- [ENUNCIADO] Transcreva todos os registros abaixo sem alterar nada, do primeiro ao último, e deixe as imagens fora da resposta.

[Linhas de um conjunto de dados de apontamento]

########

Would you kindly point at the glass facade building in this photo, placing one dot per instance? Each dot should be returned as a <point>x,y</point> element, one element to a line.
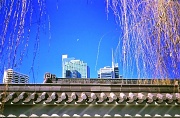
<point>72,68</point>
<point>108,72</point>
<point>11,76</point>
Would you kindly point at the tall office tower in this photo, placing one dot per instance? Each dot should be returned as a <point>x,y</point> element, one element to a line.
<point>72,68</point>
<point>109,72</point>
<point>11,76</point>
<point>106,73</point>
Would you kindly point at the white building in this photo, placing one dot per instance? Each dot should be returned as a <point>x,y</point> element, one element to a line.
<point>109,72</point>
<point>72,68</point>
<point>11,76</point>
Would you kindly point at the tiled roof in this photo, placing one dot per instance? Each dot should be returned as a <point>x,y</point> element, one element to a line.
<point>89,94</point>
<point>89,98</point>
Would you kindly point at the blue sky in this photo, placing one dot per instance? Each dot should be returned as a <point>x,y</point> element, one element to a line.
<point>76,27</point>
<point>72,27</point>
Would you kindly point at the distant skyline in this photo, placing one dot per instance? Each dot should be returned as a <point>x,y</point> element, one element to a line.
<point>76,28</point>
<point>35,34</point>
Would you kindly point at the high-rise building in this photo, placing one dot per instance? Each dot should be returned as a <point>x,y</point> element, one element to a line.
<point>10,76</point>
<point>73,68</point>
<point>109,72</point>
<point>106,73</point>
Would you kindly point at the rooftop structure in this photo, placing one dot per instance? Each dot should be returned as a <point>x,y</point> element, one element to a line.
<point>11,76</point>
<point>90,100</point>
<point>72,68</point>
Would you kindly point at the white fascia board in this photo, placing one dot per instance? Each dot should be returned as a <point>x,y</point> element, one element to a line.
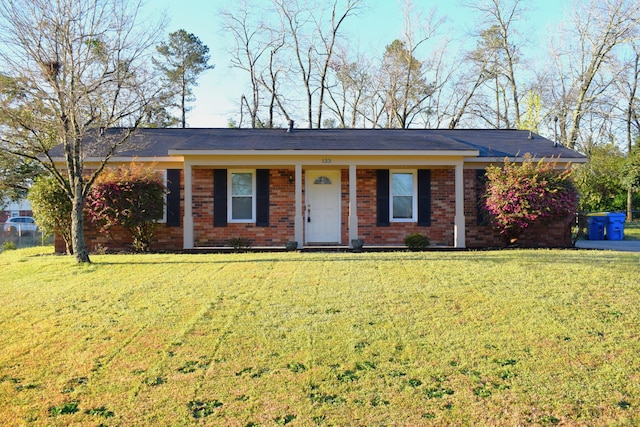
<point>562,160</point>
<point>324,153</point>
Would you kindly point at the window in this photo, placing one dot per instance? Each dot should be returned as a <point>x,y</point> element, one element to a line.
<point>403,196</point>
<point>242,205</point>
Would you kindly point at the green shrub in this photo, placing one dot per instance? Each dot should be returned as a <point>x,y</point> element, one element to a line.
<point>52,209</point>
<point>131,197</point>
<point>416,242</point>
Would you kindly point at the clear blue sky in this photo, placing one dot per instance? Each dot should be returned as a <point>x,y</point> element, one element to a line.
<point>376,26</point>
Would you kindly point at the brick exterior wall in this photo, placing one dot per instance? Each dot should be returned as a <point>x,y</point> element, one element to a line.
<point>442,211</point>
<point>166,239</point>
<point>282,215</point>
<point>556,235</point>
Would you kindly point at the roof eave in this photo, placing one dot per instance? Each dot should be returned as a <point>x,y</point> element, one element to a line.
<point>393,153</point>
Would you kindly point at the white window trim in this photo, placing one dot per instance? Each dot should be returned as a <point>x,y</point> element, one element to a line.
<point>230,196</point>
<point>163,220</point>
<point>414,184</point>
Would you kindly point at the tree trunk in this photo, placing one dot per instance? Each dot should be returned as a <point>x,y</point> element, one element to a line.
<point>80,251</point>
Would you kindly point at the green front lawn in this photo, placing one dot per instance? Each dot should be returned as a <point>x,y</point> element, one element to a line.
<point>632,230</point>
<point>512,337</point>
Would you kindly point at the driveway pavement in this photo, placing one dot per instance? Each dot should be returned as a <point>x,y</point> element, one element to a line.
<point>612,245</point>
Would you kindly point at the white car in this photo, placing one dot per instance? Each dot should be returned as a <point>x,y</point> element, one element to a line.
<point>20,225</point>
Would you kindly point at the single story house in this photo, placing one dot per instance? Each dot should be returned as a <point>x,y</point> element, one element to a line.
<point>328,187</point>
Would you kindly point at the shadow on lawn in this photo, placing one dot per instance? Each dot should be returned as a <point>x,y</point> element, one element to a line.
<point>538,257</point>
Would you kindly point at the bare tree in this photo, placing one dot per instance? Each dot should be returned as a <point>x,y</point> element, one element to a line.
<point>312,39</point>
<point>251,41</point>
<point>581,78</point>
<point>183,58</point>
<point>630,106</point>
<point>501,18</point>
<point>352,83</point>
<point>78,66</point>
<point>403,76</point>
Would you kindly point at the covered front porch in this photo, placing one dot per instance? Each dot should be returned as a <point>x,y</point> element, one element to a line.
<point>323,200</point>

########

- [RESPOSTA DO EXERCÍCIO]
Would you kindly point at the glass facade building in this photo, placing one dot per instance? Each dot should be returned as a <point>x,y</point> element, one element to a line.
<point>72,68</point>
<point>108,72</point>
<point>11,76</point>
Would you kindly point at the tall office tower in this photo, placing one dot per instance? Each dot should be returned as a <point>x,y</point> element, one element to a line.
<point>72,68</point>
<point>109,72</point>
<point>11,76</point>
<point>106,73</point>
Would you kindly point at the white building in this photo, placing one dot per instance? Each dot should be returned as a <point>x,y</point> element, one element to a line.
<point>109,72</point>
<point>72,68</point>
<point>11,76</point>
Would you kindly point at the tiled roof in this photo, placing one dot per instance? Each dot should be returned as a <point>x,y</point> element, one element to a line.
<point>89,94</point>
<point>89,98</point>
Would you kindly point at the blue sky in this photo, placing one dot per instance? Each dot should be returned as a <point>x,y</point> element, one element to a line.
<point>76,27</point>
<point>72,27</point>
Would you kindly point at the distant skyline in this photo, placing one dot per instance? Each dot should be returned as a <point>x,y</point> element, one element to a line.
<point>76,28</point>
<point>35,34</point>
Would you kindly point at the high-rise building in this photo, placing one dot per instance? Each dot should be returned as a <point>x,y</point> element, one element to a line.
<point>10,76</point>
<point>73,68</point>
<point>109,72</point>
<point>106,73</point>
Would you kindly point at the rooftop structure in this photo, placing one dot per instance? Each dot should be returned as a <point>x,y</point> element, one element to a line.
<point>11,76</point>
<point>90,100</point>
<point>72,68</point>
Would you kindly point at the white fascia board in this photo, placing one dot per instance? Each dot should be returned as a <point>x,y</point> element, one element to a line.
<point>562,160</point>
<point>324,153</point>
Would you kindly point at the window in this photo, placing one dot per instance? Each dot should be returned as a <point>x,y</point> element, one element to a line.
<point>403,196</point>
<point>242,205</point>
Would you kindly point at the green shrub in this photo, placing one dot per instance? Each dot should be returned as a <point>x,y</point> element, one element to a line.
<point>52,209</point>
<point>131,197</point>
<point>416,242</point>
Would you kindly point at the clear blue sky in this photo, placing one dot per instance? Each dot should be returned as a <point>x,y</point> element, one element to a line.
<point>376,26</point>
Would you kindly point at the brick exterior wall in this photo, placing one dot per instance? Each dot should be returned as a <point>x,y</point> element, one element to a line.
<point>442,211</point>
<point>166,239</point>
<point>282,215</point>
<point>556,235</point>
Would you kindly point at the roof eave in this photo, placing one dot per instance? Each dot should be returned as a <point>x,y</point> element, one element to a line.
<point>393,153</point>
Would you kindly point at the white window trim in this photo, placing one dot per instance? Each dot should be returned as a <point>x,y</point> element, one element to a line.
<point>230,196</point>
<point>163,220</point>
<point>414,184</point>
Would you kindly point at the tree trunk in this photo, placing one dot per instance? Each dot should be returned as a <point>x,y</point> element, one element to a line.
<point>80,251</point>
Would you kindly point at the green front lawn in this photo, placing one dot per instance? Each dot should be returned as a <point>x,y</point> element, one element to a line.
<point>632,230</point>
<point>512,337</point>
Would you kindly point at the driveway pavement in this photo, placing one dot per instance? Each dot should be returned as a <point>x,y</point> element, one element to a line.
<point>612,245</point>
Would you kindly point at the white car in this photo, placing one dot per instance? Each dot should be returned as a <point>x,y</point> element, one element to a line.
<point>20,225</point>
Would you kindly point at the single story house in this photo, placing one dot per instance? Each dot should be returned as a <point>x,y</point> element, one element to a line.
<point>328,187</point>
Would you kindly point at the shadow on lawn in this photo, placing one dot per instance? Each dot should be returned as a <point>x,y</point> element, one element to a line.
<point>538,257</point>
Would you kindly point at the bare tree in this photo, placing one dot per instance? Each dot should be returned as a <point>x,y</point> element, one element to a line.
<point>312,39</point>
<point>251,41</point>
<point>581,78</point>
<point>183,58</point>
<point>630,106</point>
<point>501,18</point>
<point>352,83</point>
<point>78,66</point>
<point>403,76</point>
Would you kindly point at the covered front porch in this photo, placing one dot per instance? Each dot should be returned as a <point>x,y</point> element, one element to a line.
<point>323,200</point>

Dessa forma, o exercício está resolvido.